▶ _Document text_
○ ○ ○ ○
# VIDEO - critics welcome. Pain in quad when riding.



## MarshallV82 (Apr 6, 2011)

Your video is private bro! 

Make it unlisted.


----------



## Klang180 (Feb 8, 2012)

Thanks a lot now unlisted.


----------



## readimag (Aug 10, 2011)

Still not working on the link you posted


----------



## Pigpen (Feb 3, 2013)

Summary of video: Still private....


----------



## wrathfuldeity (Oct 5, 2007)

worked when clicked on link but I could embed it...:dunno:

idk about your quad ache...but you looked smooth and efficient...yet too static...ur kind of just rolling your knees/ankles from edge to edge. imo...not an instructor, get up and down more, move more fore/aft along the board, really get on the nose and rail the turns....get more dynamic. One thing that has helped my legs is to use neoprene compression sleeves on my calves...have a lot better endurance.


----------



## chomps1211 (Mar 30, 2011)

This will probably help in getting you a few critiques.


----------



## wrathfuldeity (Oct 5, 2007)

ur also moving your body back and forth over the board. Try to keep the nose and the leading shoulder in the fall line and start moving the board under your body...cross-under turns...get looowww, suck up your knees and snap the board from edge to edge under you.


----------



## stillz (Jan 5, 2010)

Really solid riding. Your upper body is quiet and is aligned with the board, so your balance was stable. Your turns are smooth and have good shape. It is well developed basic riding, but you only use a small range of motion. Get more dynamic! I think you could get a lot more performance from your board by experimenting with larger ranges of motion.

In the video, your knees and ankles seem to always be bent the same amount, and your upper body is very stable, even stiff. Try flexing and extending your legs through different parts of your turn. Play around with the timing, intensity, and duration. Also, really exaggerate the movements when initially practicing at slower speeds. Then dial them back a little and find where they fit in your turning rhythm. 

You can incorporate other dynamic movements into your riding the same way. Experiment with shifting your weight forward and back along the board, or what you can do with some well timed rotational movements of the upper body. Then go hit some bump fields. Bumps are a great tool for developing dynamic movements. Actually, they absolutely force you to. Have fun, keep shredding!


----------



## Klang180 (Feb 8, 2012)

Firstly apologies for the video error and thanks for embedding it in the post, very helpful indeed.
○ ○ ○ ○
▶ _Exercise details_
In the thread above, turn the paragraph that opens "In the video, your knees and ankles" into a short bulleted list that keeps its main points.

▶ _Recorded information_
○ ○ ○ ○
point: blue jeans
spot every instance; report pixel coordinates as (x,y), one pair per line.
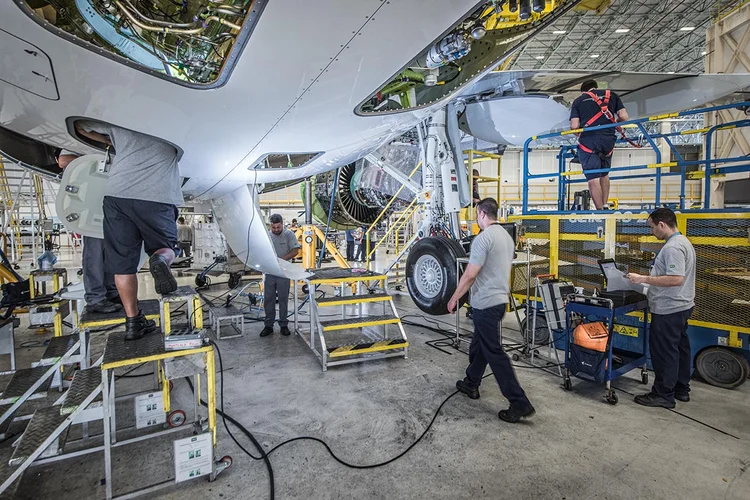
○ ○ ○ ○
▶ _The completed task_
- Knees and ankles stay bent the same amount, and the upper body is very stable, even stiff.
- Flex and extend the legs through different parts of the turn.
- Vary the timing, intensity, and duration of those movements.
- Exaggerate the movements when first practicing at slower speeds.
- Then dial them back a little and find where they fit in the turning rhythm.